# Questions on the material
1 - In the policy text, what does it say the foremost mission of San Francisco's parks should be?
2 - Reproduce the stretch of the policy text from "The best way" through "and unnecessary regulations.".

# Text under study
§

Joel is a dog person and he knows that dogs are loved as members of many families. Dogs are good for kids, seniors and our soul. They bring neighbors together and help build community. We need more shared, open space for families and responsible dog owners to safely play and relax together. We can also be good stewards of the environment without overly restricting where people and pets can go in our parks. San Francisco is an urban city of 885,000 people, which means the foremost mission of our parks should be recreation and outdoor access for everyone.
The definition of progress is forward movement and continuous improvement. We won’t solve San Francisco's housing crisis or transportation challenges by being stagnant, looking backward or shouting at history to stop happening. We need to embrace the future, embrace change and manage it with common sense solutions. We all want an efficiently-managed city, buses that run on time, clean parks, places for dogs to run and kids to play soccer, schools we can walk to and more places to live whether we are renters or aspiring homeowners. Getting this done will take innovation and helping people who fear change understand how it can work for them.
The best way to fund our shared social goals is through job-creation, innovation and the entrepreneurial spirit. A robust economy will pay for the parks, roads, police and fire protection, healthcare and programs for the less fortunate that we care about. While the tech industry is an important driver of San Francisco's economy, we must realize that we cannot live on apps alone. Small business is the backbone of our city and neighborhoods. We have to make it easier for small businesses to open and operate by streamlining City Hall's many confusing and unnecessary regulations.
The tech community is an important contributor to San Francisco’s dynamic economy and culture. Tech workers are creators and artists. They are our colleagues, friends, neighbors and family members. They make San Francisco more interesting and diverse, continuing a long history of newcomers transforming the city for the better. It is important to encourage and facilitate tech workers to engage in political discourse. All of San Francisco can benefit by embracing the benefits of tech and innovation.

§

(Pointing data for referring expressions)
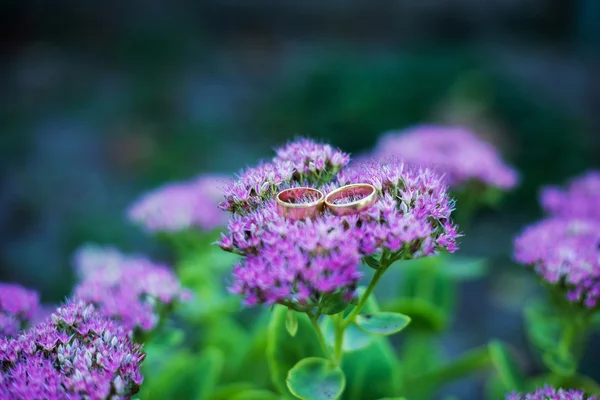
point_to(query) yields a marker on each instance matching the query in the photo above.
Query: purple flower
(581, 199)
(295, 263)
(131, 289)
(411, 217)
(76, 354)
(304, 263)
(550, 393)
(564, 251)
(18, 306)
(454, 151)
(181, 206)
(310, 158)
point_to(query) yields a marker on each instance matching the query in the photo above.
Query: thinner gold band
(291, 203)
(353, 207)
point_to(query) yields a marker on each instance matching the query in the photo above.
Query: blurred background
(102, 101)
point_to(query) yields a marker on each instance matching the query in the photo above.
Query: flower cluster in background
(580, 200)
(76, 354)
(550, 393)
(182, 205)
(131, 289)
(566, 246)
(18, 306)
(298, 263)
(453, 151)
(564, 250)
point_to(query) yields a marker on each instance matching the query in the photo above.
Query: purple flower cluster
(454, 151)
(564, 251)
(18, 306)
(76, 354)
(308, 158)
(580, 200)
(299, 162)
(301, 263)
(412, 214)
(292, 262)
(181, 206)
(550, 393)
(131, 289)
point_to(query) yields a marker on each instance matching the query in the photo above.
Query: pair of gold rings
(304, 202)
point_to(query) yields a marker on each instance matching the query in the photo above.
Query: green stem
(314, 320)
(378, 273)
(472, 361)
(339, 330)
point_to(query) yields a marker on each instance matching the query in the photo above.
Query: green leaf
(472, 361)
(226, 392)
(382, 323)
(508, 372)
(542, 325)
(561, 364)
(180, 374)
(372, 371)
(291, 322)
(424, 315)
(463, 268)
(284, 352)
(354, 338)
(255, 395)
(230, 337)
(316, 378)
(333, 304)
(209, 367)
(372, 262)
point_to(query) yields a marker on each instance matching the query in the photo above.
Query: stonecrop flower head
(564, 252)
(76, 354)
(299, 162)
(305, 263)
(550, 393)
(181, 206)
(581, 199)
(453, 151)
(18, 306)
(131, 289)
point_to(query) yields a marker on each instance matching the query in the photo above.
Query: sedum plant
(261, 306)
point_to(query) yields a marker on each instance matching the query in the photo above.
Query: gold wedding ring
(367, 193)
(299, 203)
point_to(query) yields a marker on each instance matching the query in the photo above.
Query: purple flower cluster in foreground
(564, 250)
(580, 200)
(300, 161)
(550, 393)
(131, 289)
(299, 263)
(181, 206)
(18, 306)
(454, 151)
(76, 354)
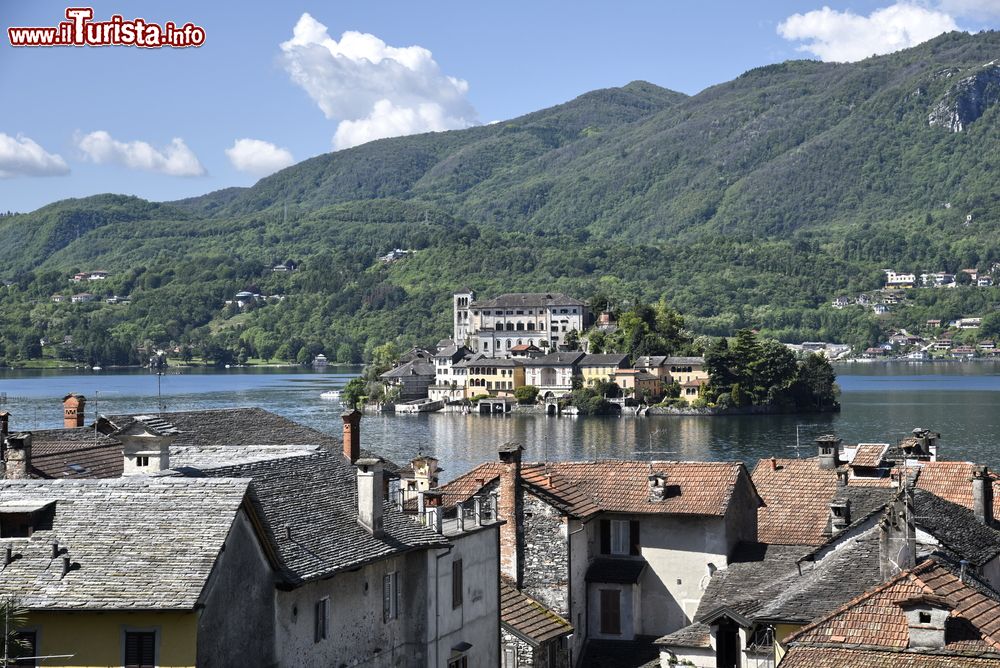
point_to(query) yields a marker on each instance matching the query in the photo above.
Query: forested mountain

§

# Responses by item number
1 - Recreation and outdoor access for everyone.

2 -
The best way to fund our shared social goals is through job-creation, innovation and the entrepreneurial spirit. A robust economy will pay for the parks, roads, police and fire protection, healthcare and programs for the less fortunate that we care about. While the tech industry is an important driver of San Francisco's economy, we must realize that we cannot live on apps alone. Small business is the backbone of our city and neighborhoods. We have to make it easier for small businesses to open and operate by streamlining City Hall's many confusing and unnecessary regulations.